* Required action
Print the line containing "If you could place a marker on the mountain" and all lines after it to the end of the records below, exactly as written. No pictures.

Information section start

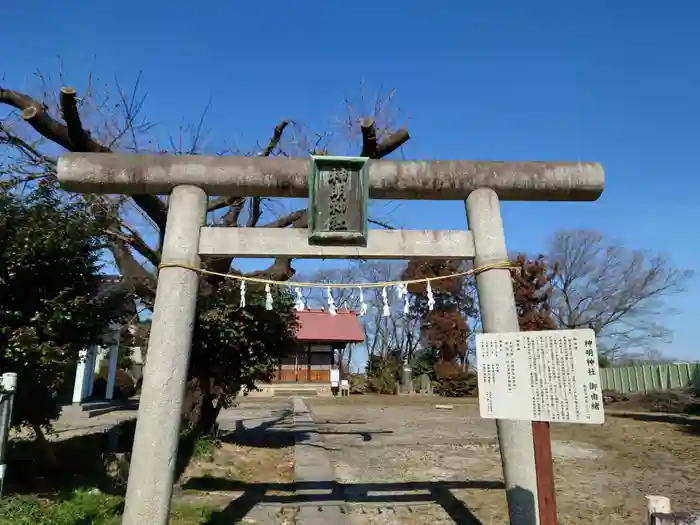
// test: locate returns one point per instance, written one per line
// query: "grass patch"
(78, 508)
(87, 508)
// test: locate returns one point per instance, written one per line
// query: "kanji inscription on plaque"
(540, 376)
(338, 195)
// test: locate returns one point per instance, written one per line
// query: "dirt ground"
(451, 457)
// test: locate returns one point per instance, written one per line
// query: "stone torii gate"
(190, 179)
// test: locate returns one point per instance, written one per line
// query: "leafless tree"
(620, 293)
(36, 127)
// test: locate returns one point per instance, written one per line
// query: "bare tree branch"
(369, 138)
(615, 291)
(392, 143)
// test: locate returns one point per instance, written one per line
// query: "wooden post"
(544, 468)
(657, 505)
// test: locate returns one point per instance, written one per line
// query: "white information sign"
(540, 376)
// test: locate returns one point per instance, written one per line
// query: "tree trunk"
(199, 410)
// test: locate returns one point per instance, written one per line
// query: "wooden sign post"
(548, 376)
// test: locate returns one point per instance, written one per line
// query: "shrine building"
(321, 338)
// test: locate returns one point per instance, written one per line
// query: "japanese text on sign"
(540, 376)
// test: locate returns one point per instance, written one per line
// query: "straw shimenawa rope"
(473, 271)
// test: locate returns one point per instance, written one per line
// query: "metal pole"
(8, 387)
(160, 409)
(498, 314)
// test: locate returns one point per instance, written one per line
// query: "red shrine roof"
(320, 326)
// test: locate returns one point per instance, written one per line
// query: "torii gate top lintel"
(285, 177)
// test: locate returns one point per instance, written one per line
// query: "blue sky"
(615, 82)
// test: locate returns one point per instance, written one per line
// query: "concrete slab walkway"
(320, 502)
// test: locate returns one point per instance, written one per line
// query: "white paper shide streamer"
(268, 297)
(431, 299)
(331, 302)
(299, 304)
(363, 304)
(242, 303)
(386, 312)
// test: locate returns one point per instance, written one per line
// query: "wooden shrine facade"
(320, 336)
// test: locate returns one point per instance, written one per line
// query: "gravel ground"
(602, 472)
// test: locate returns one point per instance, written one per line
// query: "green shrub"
(453, 381)
(463, 386)
(383, 382)
(80, 507)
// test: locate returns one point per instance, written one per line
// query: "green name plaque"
(338, 197)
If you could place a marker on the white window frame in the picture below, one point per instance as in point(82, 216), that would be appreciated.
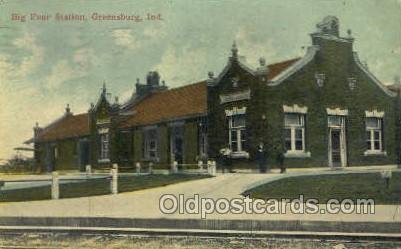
point(238, 131)
point(293, 128)
point(104, 146)
point(379, 115)
point(148, 148)
point(372, 130)
point(203, 143)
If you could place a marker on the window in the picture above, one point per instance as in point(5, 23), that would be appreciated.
point(104, 146)
point(202, 139)
point(294, 132)
point(374, 134)
point(150, 144)
point(237, 132)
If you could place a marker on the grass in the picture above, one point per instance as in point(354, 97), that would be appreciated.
point(95, 187)
point(339, 186)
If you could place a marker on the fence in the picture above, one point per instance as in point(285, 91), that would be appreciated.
point(200, 168)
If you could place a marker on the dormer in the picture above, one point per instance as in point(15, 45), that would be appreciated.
point(328, 33)
point(152, 84)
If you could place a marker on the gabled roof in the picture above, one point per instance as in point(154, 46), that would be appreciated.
point(276, 68)
point(176, 103)
point(67, 127)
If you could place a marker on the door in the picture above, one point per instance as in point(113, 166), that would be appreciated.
point(83, 154)
point(178, 150)
point(51, 158)
point(336, 147)
point(177, 145)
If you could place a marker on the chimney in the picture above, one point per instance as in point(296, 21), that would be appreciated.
point(68, 110)
point(153, 78)
point(262, 70)
point(36, 130)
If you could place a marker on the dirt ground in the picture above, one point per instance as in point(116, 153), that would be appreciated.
point(48, 241)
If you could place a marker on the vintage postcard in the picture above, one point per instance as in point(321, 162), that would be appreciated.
point(200, 124)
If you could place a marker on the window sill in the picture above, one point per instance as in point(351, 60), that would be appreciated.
point(375, 153)
point(151, 159)
point(297, 154)
point(239, 154)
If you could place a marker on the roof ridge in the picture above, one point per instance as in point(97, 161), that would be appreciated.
point(285, 61)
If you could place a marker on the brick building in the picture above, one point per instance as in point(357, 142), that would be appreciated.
point(324, 109)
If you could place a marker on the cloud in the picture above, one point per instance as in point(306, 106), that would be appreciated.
point(85, 58)
point(61, 72)
point(124, 38)
point(11, 71)
point(155, 32)
point(253, 49)
point(397, 50)
point(179, 66)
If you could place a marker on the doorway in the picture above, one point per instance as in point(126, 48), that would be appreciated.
point(337, 151)
point(83, 154)
point(177, 145)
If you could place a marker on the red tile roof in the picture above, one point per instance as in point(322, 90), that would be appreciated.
point(176, 103)
point(181, 102)
point(276, 68)
point(68, 126)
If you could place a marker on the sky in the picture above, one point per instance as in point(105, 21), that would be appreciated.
point(46, 64)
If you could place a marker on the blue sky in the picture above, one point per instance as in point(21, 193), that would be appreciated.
point(45, 65)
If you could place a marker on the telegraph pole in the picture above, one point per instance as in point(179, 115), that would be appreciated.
point(397, 109)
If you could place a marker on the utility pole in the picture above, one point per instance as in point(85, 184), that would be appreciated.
point(397, 109)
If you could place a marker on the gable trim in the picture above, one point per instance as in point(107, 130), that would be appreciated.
point(228, 66)
point(371, 76)
point(310, 54)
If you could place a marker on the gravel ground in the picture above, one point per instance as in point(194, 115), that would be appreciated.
point(42, 241)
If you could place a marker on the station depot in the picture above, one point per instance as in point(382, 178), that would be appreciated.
point(324, 109)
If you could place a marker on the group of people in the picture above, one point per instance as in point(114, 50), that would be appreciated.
point(261, 159)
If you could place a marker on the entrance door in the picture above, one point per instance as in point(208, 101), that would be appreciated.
point(337, 141)
point(177, 145)
point(178, 150)
point(83, 154)
point(51, 158)
point(336, 147)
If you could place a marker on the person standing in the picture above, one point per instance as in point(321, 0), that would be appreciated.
point(280, 161)
point(261, 158)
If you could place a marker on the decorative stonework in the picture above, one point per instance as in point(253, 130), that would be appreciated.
point(235, 81)
point(295, 109)
point(103, 130)
point(320, 77)
point(374, 114)
point(352, 83)
point(226, 98)
point(103, 121)
point(337, 112)
point(236, 111)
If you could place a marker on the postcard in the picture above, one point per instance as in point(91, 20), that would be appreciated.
point(200, 124)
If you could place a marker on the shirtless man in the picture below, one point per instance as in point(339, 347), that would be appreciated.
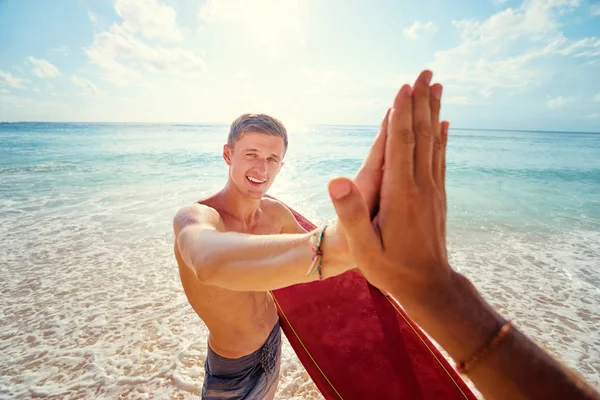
point(235, 246)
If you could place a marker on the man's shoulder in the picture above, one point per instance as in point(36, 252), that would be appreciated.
point(195, 213)
point(271, 205)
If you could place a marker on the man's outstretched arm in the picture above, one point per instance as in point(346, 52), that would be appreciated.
point(246, 262)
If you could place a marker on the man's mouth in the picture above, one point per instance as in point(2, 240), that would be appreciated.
point(255, 180)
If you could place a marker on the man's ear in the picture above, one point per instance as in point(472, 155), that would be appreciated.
point(227, 151)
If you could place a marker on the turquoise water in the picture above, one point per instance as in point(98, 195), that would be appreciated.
point(89, 285)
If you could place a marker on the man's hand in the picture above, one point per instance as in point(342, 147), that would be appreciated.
point(337, 257)
point(405, 249)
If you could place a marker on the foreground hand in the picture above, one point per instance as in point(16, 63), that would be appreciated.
point(403, 250)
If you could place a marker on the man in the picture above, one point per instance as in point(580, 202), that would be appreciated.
point(235, 246)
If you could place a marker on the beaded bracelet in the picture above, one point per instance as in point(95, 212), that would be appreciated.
point(464, 367)
point(317, 259)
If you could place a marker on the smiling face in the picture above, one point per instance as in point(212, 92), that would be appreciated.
point(254, 161)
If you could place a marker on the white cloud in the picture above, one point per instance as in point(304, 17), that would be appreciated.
point(88, 87)
point(557, 102)
point(150, 18)
point(274, 23)
point(419, 29)
point(7, 79)
point(42, 68)
point(502, 51)
point(64, 50)
point(124, 56)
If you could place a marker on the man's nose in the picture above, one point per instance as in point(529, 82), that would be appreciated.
point(261, 166)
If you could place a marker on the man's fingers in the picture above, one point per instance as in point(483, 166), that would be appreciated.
point(399, 150)
point(422, 127)
point(376, 154)
point(354, 216)
point(435, 104)
point(444, 126)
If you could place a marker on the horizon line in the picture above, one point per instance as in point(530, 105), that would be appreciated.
point(226, 123)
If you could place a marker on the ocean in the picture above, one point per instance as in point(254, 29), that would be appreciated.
point(91, 305)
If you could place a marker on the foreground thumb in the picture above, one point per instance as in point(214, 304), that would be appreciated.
point(352, 212)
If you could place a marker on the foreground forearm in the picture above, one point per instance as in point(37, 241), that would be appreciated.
point(238, 261)
point(460, 320)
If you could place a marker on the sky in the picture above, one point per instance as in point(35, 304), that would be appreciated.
point(504, 64)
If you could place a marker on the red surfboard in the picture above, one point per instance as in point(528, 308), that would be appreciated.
point(358, 343)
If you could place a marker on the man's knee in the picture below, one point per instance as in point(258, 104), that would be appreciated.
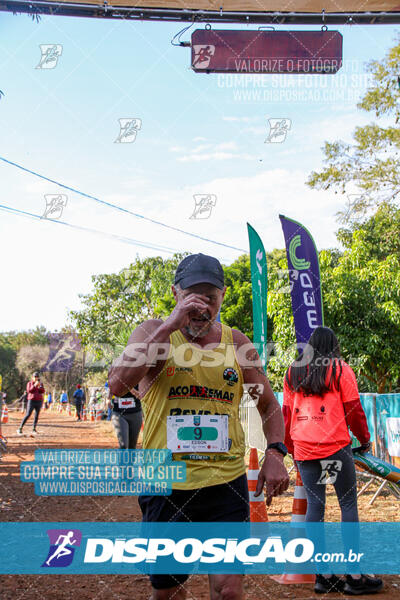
point(228, 587)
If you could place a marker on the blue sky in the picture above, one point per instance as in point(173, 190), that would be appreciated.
point(199, 134)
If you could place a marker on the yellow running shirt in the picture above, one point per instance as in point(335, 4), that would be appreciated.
point(189, 385)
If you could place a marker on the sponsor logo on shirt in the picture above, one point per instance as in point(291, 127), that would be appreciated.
point(231, 376)
point(200, 391)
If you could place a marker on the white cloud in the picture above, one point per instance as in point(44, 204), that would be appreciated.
point(215, 156)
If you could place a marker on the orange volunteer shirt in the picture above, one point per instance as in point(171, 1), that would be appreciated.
point(317, 425)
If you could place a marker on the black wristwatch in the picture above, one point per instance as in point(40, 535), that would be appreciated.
point(280, 446)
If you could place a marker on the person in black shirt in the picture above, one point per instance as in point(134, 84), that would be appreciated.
point(127, 419)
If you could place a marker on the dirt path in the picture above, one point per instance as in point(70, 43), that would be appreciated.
point(19, 503)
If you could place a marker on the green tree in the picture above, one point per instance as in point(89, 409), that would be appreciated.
point(236, 310)
point(372, 162)
point(361, 297)
point(121, 301)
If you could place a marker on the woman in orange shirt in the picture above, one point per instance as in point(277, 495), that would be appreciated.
point(320, 402)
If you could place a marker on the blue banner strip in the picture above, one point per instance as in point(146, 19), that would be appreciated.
point(263, 548)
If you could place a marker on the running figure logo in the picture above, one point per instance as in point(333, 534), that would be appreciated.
point(203, 205)
point(128, 130)
point(202, 56)
point(55, 204)
point(278, 130)
point(251, 394)
point(329, 471)
point(50, 55)
point(62, 351)
point(62, 547)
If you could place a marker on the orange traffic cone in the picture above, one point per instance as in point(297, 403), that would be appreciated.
point(4, 414)
point(258, 509)
point(298, 516)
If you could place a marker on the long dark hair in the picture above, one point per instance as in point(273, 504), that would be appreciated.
point(309, 372)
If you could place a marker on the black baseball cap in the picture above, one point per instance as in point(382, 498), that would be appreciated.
point(199, 268)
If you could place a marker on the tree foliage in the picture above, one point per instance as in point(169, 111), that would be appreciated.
point(372, 162)
point(361, 297)
point(121, 301)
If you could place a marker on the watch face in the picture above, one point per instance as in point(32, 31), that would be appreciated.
point(278, 446)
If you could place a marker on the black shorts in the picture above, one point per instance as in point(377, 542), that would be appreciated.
point(227, 502)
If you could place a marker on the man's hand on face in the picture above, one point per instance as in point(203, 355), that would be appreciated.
point(191, 307)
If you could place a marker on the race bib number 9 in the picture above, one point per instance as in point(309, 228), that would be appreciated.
point(200, 433)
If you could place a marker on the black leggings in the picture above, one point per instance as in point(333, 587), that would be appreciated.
point(337, 469)
point(32, 406)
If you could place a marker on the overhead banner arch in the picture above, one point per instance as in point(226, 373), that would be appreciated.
point(326, 12)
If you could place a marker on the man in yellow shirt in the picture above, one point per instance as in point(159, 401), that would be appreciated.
point(192, 368)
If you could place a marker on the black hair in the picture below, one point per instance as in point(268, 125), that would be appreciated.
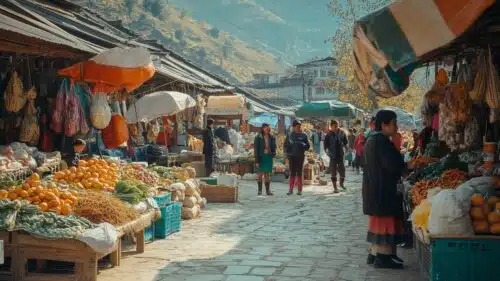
point(79, 142)
point(264, 125)
point(384, 117)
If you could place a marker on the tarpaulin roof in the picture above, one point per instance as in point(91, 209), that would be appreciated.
point(388, 43)
point(331, 108)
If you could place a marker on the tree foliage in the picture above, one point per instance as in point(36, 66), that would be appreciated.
point(347, 12)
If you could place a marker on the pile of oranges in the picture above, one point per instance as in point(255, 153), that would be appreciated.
point(94, 174)
point(49, 197)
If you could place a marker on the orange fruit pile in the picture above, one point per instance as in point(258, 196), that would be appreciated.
point(94, 174)
point(49, 198)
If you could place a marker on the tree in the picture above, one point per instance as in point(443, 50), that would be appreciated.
point(347, 12)
point(131, 4)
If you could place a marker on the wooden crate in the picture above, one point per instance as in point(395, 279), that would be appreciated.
point(7, 274)
point(219, 193)
point(68, 250)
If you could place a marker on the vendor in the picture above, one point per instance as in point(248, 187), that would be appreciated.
point(384, 167)
point(209, 147)
point(73, 158)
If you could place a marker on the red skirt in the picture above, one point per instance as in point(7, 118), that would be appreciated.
point(385, 230)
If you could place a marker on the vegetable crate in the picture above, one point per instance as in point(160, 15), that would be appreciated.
point(463, 259)
point(163, 200)
point(170, 221)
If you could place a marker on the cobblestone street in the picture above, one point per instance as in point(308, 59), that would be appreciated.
point(319, 237)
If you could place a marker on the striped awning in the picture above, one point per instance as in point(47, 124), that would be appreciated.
point(388, 43)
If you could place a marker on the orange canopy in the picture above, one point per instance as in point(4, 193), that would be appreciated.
point(114, 70)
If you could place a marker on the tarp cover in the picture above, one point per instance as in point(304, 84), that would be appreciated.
point(330, 108)
point(226, 105)
point(388, 43)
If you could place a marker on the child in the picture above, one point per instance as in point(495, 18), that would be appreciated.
point(73, 158)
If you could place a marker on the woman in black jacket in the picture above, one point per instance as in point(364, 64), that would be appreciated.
point(265, 150)
point(383, 169)
point(296, 144)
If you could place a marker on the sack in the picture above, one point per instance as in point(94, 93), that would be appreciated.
point(449, 215)
point(116, 133)
point(100, 112)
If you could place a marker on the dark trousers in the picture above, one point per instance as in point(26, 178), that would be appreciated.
point(296, 165)
point(337, 165)
point(358, 163)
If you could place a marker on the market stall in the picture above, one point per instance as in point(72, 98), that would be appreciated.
point(453, 193)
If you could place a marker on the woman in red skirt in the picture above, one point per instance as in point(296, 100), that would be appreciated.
point(384, 166)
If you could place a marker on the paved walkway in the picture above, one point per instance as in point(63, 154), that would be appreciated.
point(316, 237)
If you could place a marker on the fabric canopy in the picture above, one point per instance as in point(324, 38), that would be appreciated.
point(388, 43)
point(271, 119)
point(406, 120)
point(226, 105)
point(158, 104)
point(114, 70)
point(331, 108)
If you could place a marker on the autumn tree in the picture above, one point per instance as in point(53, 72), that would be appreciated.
point(347, 12)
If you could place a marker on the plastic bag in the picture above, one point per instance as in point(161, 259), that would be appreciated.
point(100, 112)
point(449, 215)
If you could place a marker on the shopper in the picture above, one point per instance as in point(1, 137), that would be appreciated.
point(335, 143)
point(209, 147)
point(359, 147)
point(296, 144)
point(383, 169)
point(316, 140)
point(265, 151)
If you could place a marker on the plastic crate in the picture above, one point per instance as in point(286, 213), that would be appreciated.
point(465, 259)
point(163, 200)
point(170, 221)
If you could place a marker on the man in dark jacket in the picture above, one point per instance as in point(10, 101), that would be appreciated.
point(384, 166)
point(296, 144)
point(209, 147)
point(335, 143)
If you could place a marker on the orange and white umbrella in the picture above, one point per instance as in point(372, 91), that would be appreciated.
point(114, 70)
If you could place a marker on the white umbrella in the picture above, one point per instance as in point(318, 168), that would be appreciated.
point(158, 104)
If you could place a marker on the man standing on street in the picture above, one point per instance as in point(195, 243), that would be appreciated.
point(335, 143)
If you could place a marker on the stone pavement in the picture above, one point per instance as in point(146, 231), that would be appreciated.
point(318, 237)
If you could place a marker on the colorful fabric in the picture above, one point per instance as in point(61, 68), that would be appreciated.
point(266, 163)
point(388, 43)
point(385, 230)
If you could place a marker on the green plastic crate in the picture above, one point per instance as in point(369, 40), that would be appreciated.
point(170, 221)
point(465, 259)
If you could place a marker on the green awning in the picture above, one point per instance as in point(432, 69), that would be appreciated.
point(333, 109)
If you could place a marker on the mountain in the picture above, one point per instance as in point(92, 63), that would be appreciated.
point(292, 30)
point(214, 49)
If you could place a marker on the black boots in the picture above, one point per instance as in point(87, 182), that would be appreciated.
point(268, 189)
point(387, 261)
point(342, 183)
point(335, 189)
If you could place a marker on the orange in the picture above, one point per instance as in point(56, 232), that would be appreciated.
point(44, 207)
point(23, 194)
point(12, 195)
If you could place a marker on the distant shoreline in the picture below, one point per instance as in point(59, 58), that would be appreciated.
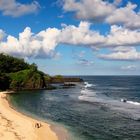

Information section end

* Solution below
If you could place a marker on the mountain in the picture above, one point per instance as in point(92, 63), that would be appreciated.
point(292, 30)
point(214, 49)
If you could place a marker on the black boots in the picture above, one point per instance as in point(87, 182), that would be appreciated.
point(268, 189)
point(387, 261)
point(342, 183)
point(335, 189)
If you could place a marker on the orange in the picture above, one point per instance as in point(56, 232), that would be appreciated.
point(44, 207)
point(23, 194)
point(12, 195)
If you could place a marker on the distant shoreline in the picture below, one point per instance as in point(59, 58), that would be appreciated.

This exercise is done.